#### Available data
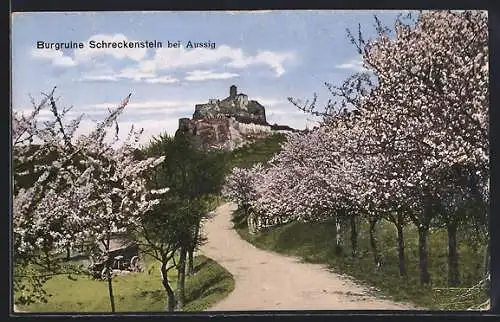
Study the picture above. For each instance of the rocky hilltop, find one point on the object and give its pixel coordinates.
(229, 123)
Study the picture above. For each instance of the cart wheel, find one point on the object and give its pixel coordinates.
(104, 273)
(134, 264)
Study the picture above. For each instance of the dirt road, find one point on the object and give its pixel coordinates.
(270, 281)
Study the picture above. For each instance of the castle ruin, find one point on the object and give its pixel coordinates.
(230, 122)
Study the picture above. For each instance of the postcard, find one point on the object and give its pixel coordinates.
(268, 160)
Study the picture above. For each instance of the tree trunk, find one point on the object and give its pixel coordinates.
(354, 236)
(373, 241)
(109, 277)
(338, 237)
(166, 285)
(453, 271)
(181, 279)
(423, 233)
(401, 249)
(190, 266)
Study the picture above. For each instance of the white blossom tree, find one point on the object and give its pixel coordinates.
(70, 191)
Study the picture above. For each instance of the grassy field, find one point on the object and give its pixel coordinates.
(314, 242)
(136, 292)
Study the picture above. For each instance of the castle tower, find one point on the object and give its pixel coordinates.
(232, 91)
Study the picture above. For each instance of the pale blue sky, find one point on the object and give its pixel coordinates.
(269, 55)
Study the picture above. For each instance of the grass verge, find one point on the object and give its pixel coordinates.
(136, 292)
(314, 243)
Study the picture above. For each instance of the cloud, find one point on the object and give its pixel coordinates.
(272, 59)
(87, 53)
(169, 58)
(249, 12)
(56, 57)
(200, 75)
(353, 64)
(268, 102)
(161, 80)
(128, 73)
(151, 105)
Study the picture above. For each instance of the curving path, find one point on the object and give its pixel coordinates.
(269, 281)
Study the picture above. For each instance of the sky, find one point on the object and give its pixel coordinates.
(268, 55)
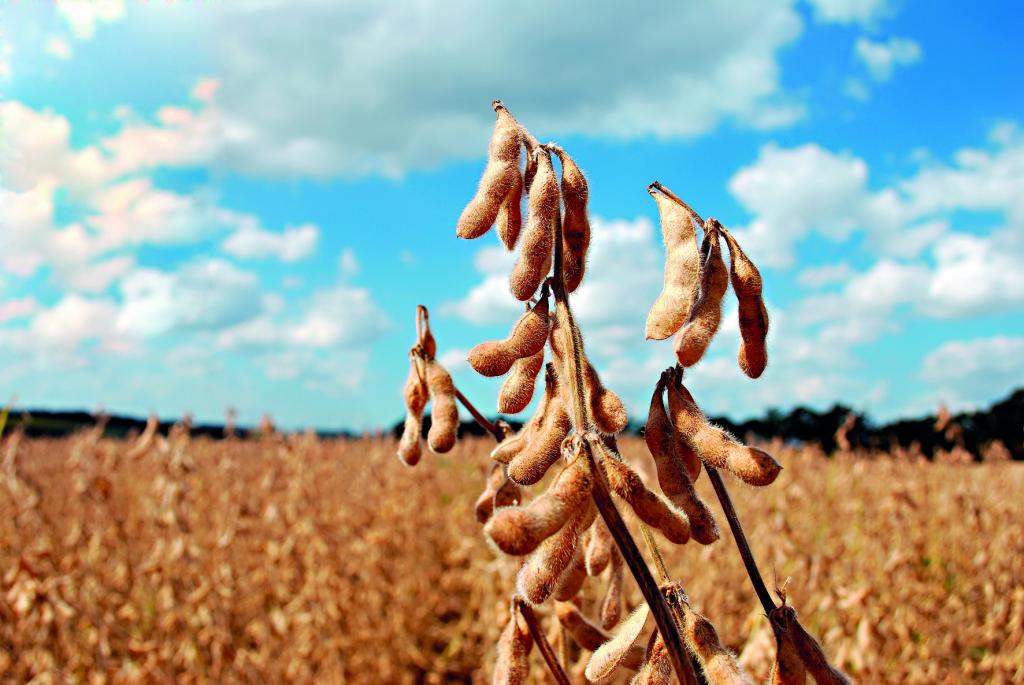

#### Work instructions
Please reproduce every entry above exactly, but leave out the pictures.

#### Answer box
Study the picture above. For each instance of the rocky hilltop, find one point on the object and give its pixel coordinates.
(229, 123)
Study the picture above. For each instance of the cart wheel, find one point on the object and give its pixel coordinates.
(104, 273)
(134, 264)
Study the picture above. For each instance of the dirt road, find one point on the object and give its pixel coordinates.
(270, 281)
Study the picture above. For each instance of the castle ruin, find one point on the object and give its pixel coordinates.
(230, 122)
Study the picture above. For each instance of the postcard, find one point on the object and give its pixel coordinates.
(268, 160)
Study the picture above. For each instance of the tree trunk, find one point on the object and give its pixel coordinates.
(354, 236)
(373, 241)
(109, 277)
(338, 237)
(166, 285)
(453, 271)
(181, 279)
(423, 233)
(401, 249)
(190, 266)
Study the picture above. For each instance of the white blossom tree, find one point on the object and give its pixel coordinates.
(70, 191)
Study the picture above. For each instance of the grassy field, find one point on the object and give its pixel coordinates.
(314, 242)
(136, 292)
Study the picture above. For each instance of the castle tower, find one point on the object and give its pixel coordinates.
(232, 91)
Study the picture above. For each instance of the pale blue sky, find one point on the object and give its pixel coordinates.
(269, 55)
Study the picture above. For each instance of the grass verge, find one point on the object and give its pixel coordinates.
(136, 292)
(314, 243)
Study the picture above. For each instance of the cloud, find one point on the object and give its pixel coordinates.
(272, 59)
(87, 53)
(169, 58)
(249, 12)
(56, 57)
(200, 75)
(353, 64)
(268, 102)
(161, 80)
(128, 73)
(151, 105)
Study the picture above. For each instance of the curving path, find one point on the object and give its pixel coordinates.
(269, 281)
Study the picture above. For each instance of the sky, find one point on the object and give its pixel coordinates.
(268, 55)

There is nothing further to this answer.